**TEXT TO READ:**
— start —

Fine Living: Turning Decades Into Dollars

Written by Nathan Winfrey in the December 2010 Issue

What’s the story behind that Civil War rifle? Who was locked up in those handcuffs? The sense of history in an antique store can be intriguing. The items for sale were once in peoples’ homes or businesses for years, if not generations. Each antique sits ready to be purchased by someone new; ready to take the next step in its journey through time.

Bill McConnell, owner of 23rd Street Antique Mall, says he and his wife, Denny, wish their antiques could tell them where they’ve been. “I’ve always been interested in history,” he says, “and antiques are a natural extension of history.”

At just 10 years of age, McConnell put together a list of 300 items he was seeking. “I was going to be a great antique collector,” he says. He went door to door, asking his neighbors if they had any of the items on his list. “They never gave me anything of value, but it was interesting, the things I dragged home.”

It can be fairly inexpensive to build a collection. “You don’t have to spend a lot of money to get some nice pieces,” McConnell says. He recommends new collectors start by checking out antique shops to get a sense for their taste. “If you’re going to be a collector, zero in on one area and not shotgun it. Usually, your tastes change over the years.”

McConnell encourages collectors to go after things they like, instead of what will bring them the most money in a few decades. “Go out there and find what looks good on your wall. Go out and find what you enjoy,” he says. “Find what turns your head.”

Judy Thorwart, owner of Antiques Boutique in Edmond, has been in the business for 17 years. She regularly searches for items in Florida and Pennsylvania to bring back. She also goes to auctions and consignment sales. “You have to know what you’re doing,” says Thorwart. “It takes awhile; you learn by trial and error.”

There are many reasons why someone might be interested in antiques, like if he inherited a glass and wants to find more to go with it. Shopping online is another option, although most collectors like to see what they are buying face-to-face.

Good antique items can be cheaper than new ones, and they will usually be worth more, later. Estate sales are a good place to find rare items, but the antique community is fairly small and word gets out if there’s something great.

There are very few, truly exceptionally rare antiques. So when a collector sees one, he can sense it. However, Thorwart warns, “If you see something that might be rare, sometimes it isn’t as rare as you think it is.”

— end —

**SET TASK 1:**
From the listing, copy out the part that opens with the line containing "nightstand for player-tracking calibration." and closes with the line containing "[30,391,80,448]", with both of those lines included.

**DATA SUPPLIED:**
— start —

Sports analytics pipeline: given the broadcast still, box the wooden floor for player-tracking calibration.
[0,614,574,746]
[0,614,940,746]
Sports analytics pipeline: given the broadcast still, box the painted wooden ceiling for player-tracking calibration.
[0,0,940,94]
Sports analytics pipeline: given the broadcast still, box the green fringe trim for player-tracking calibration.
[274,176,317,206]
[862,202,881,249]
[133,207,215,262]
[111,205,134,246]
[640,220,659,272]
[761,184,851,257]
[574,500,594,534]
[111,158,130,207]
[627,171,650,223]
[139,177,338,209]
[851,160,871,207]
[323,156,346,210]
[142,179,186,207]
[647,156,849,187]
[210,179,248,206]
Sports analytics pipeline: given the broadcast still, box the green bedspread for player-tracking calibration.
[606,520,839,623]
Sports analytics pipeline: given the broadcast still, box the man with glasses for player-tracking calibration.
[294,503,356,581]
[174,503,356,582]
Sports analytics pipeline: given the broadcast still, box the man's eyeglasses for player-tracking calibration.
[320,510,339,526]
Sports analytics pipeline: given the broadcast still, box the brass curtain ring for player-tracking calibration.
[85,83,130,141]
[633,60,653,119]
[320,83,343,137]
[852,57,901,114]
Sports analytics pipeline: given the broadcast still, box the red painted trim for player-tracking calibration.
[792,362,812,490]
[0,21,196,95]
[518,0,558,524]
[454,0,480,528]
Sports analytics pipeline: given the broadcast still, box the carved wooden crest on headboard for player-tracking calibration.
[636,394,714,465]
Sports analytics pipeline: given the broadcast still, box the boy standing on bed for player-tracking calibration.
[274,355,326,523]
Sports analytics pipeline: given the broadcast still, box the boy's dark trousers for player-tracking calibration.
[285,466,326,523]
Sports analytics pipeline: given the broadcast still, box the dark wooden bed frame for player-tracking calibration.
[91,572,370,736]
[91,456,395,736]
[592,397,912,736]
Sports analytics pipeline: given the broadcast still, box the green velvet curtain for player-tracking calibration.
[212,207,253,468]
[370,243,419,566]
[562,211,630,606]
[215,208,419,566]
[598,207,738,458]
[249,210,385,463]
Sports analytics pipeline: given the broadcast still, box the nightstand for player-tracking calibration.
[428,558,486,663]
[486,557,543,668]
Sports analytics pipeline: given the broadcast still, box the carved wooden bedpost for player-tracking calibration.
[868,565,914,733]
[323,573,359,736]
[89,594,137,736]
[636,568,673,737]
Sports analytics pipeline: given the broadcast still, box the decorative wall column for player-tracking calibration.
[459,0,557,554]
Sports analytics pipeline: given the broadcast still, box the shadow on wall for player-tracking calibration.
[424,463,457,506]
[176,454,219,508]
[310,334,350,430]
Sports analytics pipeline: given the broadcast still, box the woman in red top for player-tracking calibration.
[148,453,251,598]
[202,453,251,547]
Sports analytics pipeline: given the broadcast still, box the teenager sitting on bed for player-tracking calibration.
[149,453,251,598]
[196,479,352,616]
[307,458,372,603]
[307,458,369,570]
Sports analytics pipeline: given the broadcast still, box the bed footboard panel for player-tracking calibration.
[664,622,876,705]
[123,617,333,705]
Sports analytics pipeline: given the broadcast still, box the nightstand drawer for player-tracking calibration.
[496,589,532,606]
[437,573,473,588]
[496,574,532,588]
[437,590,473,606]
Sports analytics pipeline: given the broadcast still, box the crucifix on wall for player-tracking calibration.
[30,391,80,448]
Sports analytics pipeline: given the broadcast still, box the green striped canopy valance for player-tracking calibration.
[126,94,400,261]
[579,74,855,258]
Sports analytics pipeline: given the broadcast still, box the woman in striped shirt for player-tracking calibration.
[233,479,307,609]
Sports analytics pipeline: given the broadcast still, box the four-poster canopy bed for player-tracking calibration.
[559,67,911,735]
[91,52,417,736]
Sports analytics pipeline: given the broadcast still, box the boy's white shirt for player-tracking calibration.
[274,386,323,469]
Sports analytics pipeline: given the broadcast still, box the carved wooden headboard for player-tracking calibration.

— end —

**SET TASK 2:**
Name every person mentioned by name in the antiques article.

**FULL RESPONSE 1:**
Sports analytics pipeline: given the broadcast still, box the nightstand for player-tracking calibration.
[428,558,486,663]
[486,557,543,668]
Sports analytics pipeline: given the broadcast still, box the carved wooden bedpost for player-tracking calibration.
[868,565,914,733]
[323,573,359,736]
[89,594,137,736]
[636,568,673,737]
Sports analytics pipeline: given the broadcast still, box the decorative wall column for player-tracking calibration.
[459,0,557,554]
Sports analytics pipeline: given the broadcast still, box the shadow on wall for player-tracking calibration.
[424,463,457,506]
[176,454,219,508]
[310,334,350,430]
Sports analytics pipeline: given the broadcast still, box the woman in red top for player-tracking calibration.
[148,453,251,598]
[202,453,251,547]
Sports analytics pipeline: given the broadcast still, box the teenager sitting on bed for player-tracking calibration.
[149,453,251,598]
[196,479,352,616]
[307,458,372,603]
[307,458,369,570]
Sports analytics pipeline: given the broadcast still, box the bed footboard panel for player-tracking calibration.
[664,622,876,705]
[123,617,333,705]
Sports analytics pipeline: given the broadcast still, box the nightstand drawer for player-tracking calibration.
[496,589,532,606]
[437,573,473,588]
[496,574,532,588]
[437,590,473,606]
Sports analytics pipeline: given the broadcast still, box the crucifix on wall for player-tracking calibration.
[30,391,80,448]

**FULL RESPONSE 2:**
Nathan Winfrey, Bill McConnell, Denny, Judy Thorwart